*Задание и требования:* Выведите целиком сообщение с форума о поиске нового ведущего детской телерубрики, не меняя в нем ни единого символа.

*Исходный текст:*
■ ■ ■ ■
# Открытый раздел > Вечные темы >  Отдам рубрику на ТВ в хорошие руки!

## MARY

Два с половиной года я вела в утренней программе рубрику "Молочный зуб". С удовольствием вела. Потом ушла рожать и выращивать Мишу. Рубрику продолжали делать другие - не слишком удачно, на мой взгляд, но она жила. И вот сейчас сложилась ситуция: люди уходят и детскую тему вести некому. Поэтому редактор программы Оля Сергеева попросила закинуть удочку в среде ЕР:может быть, есть энтузиасты, готовые вести тематическую рубрику на ТВ? Очень важно, в чьих руках она окажется! и кто будет формировать взгляды нового поколения мамочек Калужской области! Денег много не обещаю - это на условиях договора, гонорары копеечные. Но, может, кто-то мечтает о самореализации? А потом можно и в штат перейти.... Я, кстати, с этой рубрикой трижды выигрывала областной конкурс журналистских работ на тему "Семья и дети" и как-то раз даже на Всеросе 2 место заняла. А это, кстати, премии)))))))))))
■ ■ ■ ■
*Исходные записи:*
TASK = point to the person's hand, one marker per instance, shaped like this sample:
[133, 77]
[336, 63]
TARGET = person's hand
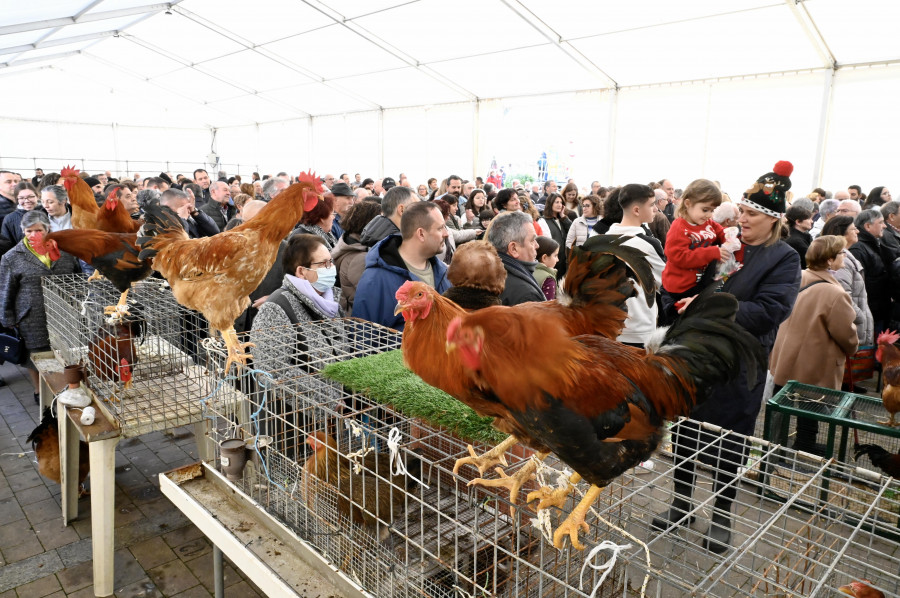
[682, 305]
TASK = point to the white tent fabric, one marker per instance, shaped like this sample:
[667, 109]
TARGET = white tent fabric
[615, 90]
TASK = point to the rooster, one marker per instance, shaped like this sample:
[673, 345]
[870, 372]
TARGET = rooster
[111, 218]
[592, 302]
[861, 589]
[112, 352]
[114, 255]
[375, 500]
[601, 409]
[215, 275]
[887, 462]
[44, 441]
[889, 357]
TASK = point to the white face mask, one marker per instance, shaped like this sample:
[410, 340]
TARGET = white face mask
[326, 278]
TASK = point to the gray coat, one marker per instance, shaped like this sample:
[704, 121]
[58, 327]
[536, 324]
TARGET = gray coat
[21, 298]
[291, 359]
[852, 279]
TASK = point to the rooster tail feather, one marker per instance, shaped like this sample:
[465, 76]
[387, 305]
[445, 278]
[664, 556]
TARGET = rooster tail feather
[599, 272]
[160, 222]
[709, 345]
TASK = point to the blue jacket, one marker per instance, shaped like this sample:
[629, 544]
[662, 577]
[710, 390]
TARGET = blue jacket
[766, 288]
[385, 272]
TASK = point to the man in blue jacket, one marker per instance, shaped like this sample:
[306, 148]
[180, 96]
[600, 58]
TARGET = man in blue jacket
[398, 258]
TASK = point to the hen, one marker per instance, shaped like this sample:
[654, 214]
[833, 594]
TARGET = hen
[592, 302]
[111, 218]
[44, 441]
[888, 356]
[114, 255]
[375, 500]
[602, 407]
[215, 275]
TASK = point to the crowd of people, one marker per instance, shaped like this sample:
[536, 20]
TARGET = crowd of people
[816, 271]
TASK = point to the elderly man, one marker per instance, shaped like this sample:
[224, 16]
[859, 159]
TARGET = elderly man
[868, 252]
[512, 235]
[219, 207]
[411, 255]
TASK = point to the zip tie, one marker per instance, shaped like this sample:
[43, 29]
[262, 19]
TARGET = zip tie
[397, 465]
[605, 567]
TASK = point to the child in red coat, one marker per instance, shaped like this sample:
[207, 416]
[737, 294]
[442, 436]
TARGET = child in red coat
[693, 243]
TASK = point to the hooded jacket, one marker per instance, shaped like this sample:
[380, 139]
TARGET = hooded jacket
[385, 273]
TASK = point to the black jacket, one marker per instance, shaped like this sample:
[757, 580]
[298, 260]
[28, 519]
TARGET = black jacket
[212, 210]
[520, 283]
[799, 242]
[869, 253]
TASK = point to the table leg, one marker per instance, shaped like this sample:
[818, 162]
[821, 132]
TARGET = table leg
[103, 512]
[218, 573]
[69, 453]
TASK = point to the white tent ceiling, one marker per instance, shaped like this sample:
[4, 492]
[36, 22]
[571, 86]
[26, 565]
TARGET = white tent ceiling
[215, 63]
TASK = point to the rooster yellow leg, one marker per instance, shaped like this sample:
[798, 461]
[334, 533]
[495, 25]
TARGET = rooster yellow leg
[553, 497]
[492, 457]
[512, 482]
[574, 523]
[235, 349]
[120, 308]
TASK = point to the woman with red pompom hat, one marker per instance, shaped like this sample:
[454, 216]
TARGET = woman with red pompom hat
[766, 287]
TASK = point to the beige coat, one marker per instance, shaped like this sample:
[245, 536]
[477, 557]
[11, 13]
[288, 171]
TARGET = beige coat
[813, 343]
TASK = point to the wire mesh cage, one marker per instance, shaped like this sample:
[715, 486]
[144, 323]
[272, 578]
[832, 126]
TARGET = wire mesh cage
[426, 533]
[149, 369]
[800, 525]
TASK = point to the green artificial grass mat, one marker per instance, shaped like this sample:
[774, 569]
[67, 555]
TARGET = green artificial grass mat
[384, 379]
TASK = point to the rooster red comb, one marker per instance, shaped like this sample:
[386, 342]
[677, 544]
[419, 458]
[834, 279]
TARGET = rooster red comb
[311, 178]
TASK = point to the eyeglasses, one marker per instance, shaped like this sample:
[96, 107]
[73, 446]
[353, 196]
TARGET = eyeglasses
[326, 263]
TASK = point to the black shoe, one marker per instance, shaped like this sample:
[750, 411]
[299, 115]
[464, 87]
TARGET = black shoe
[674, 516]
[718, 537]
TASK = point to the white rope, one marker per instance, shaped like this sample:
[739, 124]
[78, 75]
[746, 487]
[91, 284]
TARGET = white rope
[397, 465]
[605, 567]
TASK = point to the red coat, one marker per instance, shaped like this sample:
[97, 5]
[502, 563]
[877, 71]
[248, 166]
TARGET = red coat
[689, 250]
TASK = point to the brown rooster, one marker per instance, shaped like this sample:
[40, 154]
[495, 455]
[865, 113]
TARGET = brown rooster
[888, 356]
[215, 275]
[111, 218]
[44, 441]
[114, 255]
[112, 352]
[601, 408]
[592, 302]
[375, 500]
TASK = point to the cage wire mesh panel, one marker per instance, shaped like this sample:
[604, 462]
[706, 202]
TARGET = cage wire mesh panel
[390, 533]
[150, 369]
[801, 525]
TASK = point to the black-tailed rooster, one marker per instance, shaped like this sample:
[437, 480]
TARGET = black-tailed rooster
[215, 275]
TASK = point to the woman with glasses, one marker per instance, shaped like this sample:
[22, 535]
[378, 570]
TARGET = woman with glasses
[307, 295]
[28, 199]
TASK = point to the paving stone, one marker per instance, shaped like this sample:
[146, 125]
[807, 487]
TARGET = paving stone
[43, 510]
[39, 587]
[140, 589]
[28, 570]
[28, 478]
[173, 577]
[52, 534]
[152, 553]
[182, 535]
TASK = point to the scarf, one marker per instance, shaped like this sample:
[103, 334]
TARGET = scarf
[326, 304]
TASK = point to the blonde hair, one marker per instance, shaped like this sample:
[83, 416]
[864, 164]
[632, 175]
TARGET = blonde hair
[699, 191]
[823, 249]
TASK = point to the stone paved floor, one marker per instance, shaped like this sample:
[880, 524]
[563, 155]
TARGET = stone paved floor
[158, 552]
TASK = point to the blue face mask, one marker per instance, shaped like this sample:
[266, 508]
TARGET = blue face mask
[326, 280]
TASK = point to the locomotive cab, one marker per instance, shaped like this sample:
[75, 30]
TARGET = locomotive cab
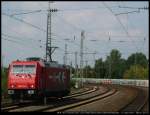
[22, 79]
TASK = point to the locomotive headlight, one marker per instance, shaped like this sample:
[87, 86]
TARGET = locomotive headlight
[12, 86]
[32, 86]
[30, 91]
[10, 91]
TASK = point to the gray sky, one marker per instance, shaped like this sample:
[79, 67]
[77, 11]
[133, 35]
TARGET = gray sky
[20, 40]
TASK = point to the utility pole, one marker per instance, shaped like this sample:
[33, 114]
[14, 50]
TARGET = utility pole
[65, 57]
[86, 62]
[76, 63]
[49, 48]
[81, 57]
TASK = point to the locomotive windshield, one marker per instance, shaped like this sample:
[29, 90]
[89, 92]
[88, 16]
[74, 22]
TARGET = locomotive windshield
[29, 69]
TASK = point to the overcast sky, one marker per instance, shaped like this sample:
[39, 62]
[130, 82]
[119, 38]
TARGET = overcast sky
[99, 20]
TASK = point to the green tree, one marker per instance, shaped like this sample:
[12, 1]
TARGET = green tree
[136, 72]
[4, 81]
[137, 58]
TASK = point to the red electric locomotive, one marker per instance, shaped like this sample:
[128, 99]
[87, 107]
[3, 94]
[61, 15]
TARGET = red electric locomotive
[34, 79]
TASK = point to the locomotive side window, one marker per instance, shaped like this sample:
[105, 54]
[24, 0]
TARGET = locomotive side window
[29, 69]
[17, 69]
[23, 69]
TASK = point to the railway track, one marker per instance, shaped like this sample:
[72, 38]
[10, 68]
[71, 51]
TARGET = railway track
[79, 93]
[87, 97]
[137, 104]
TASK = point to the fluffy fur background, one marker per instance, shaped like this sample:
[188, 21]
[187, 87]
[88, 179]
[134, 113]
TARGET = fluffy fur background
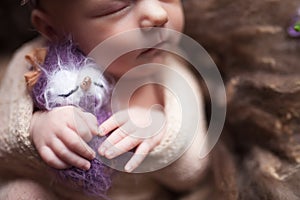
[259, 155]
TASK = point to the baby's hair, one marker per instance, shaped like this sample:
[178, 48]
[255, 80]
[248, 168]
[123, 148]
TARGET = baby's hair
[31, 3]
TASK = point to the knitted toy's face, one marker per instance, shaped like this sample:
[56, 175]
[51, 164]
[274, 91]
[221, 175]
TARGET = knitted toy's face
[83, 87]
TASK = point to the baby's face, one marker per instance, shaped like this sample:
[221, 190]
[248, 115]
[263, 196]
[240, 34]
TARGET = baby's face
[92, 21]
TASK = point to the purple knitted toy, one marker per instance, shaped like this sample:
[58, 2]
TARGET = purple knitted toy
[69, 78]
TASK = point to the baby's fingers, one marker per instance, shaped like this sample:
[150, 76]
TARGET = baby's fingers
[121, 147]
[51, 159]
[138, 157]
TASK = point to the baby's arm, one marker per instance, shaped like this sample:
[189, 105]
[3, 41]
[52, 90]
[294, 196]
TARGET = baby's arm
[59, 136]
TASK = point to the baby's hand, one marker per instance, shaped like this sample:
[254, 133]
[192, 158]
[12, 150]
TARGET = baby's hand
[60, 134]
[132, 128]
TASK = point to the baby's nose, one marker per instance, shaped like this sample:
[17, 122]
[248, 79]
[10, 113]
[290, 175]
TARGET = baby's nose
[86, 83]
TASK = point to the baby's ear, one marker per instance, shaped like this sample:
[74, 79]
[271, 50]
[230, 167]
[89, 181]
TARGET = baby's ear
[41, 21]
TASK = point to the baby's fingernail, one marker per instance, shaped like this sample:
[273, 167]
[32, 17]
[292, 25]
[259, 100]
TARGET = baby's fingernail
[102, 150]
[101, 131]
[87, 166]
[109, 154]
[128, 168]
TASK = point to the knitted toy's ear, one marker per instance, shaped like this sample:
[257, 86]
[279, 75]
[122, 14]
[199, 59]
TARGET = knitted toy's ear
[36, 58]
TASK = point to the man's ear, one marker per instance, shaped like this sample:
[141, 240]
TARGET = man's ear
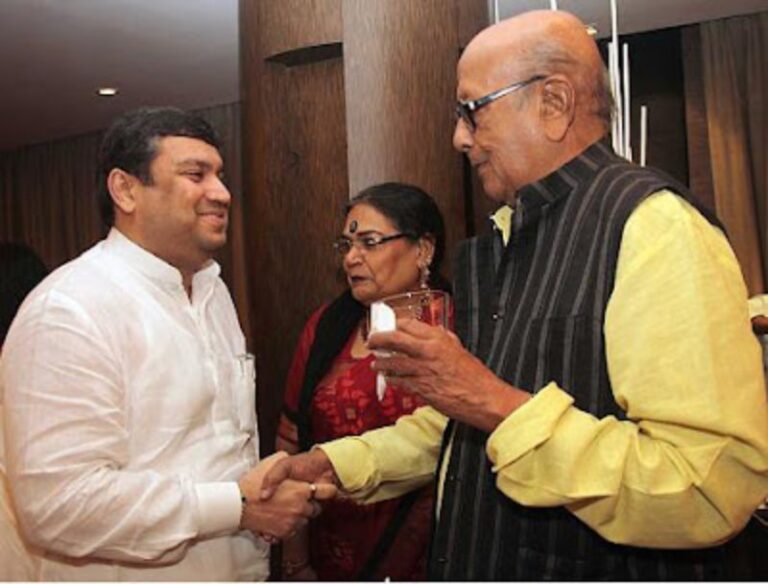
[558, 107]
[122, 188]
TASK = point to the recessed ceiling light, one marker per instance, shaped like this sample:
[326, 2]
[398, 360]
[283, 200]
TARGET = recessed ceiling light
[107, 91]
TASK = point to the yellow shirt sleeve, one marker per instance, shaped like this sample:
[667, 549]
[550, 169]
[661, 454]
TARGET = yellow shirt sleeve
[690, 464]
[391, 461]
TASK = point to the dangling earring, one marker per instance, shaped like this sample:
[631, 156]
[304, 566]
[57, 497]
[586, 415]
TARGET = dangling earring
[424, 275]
■ ■ ■ ■
*Полный ответ:*
# Открытый раздел > Вечные темы >  Отдам рубрику на ТВ в хорошие руки!

## MARY

Два с половиной года я вела в утренней программе рубрику "Молочный зуб". С удовольствием вела. Потом ушла рожать и выращивать Мишу. Рубрику продолжали делать другие - не слишком удачно, на мой взгляд, но она жила. И вот сейчас сложилась ситуция: люди уходят и детскую тему вести некому. Поэтому редактор программы Оля Сергеева попросила закинуть удочку в среде ЕР:может быть, есть энтузиасты, готовые вести тематическую рубрику на ТВ? Очень важно, в чьих руках она окажется! и кто будет формировать взгляды нового поколения мамочек Калужской области! Денег много не обещаю - это на условиях договора, гонорары копеечные. Но, может, кто-то мечтает о самореализации? А потом можно и в штат перейти.... Я, кстати, с этой рубрикой трижды выигрывала областной конкурс журналистских работ на тему "Семья и дети" и как-то раз даже на Всеросе 2 место заняла. А это, кстати, премии)))))))))))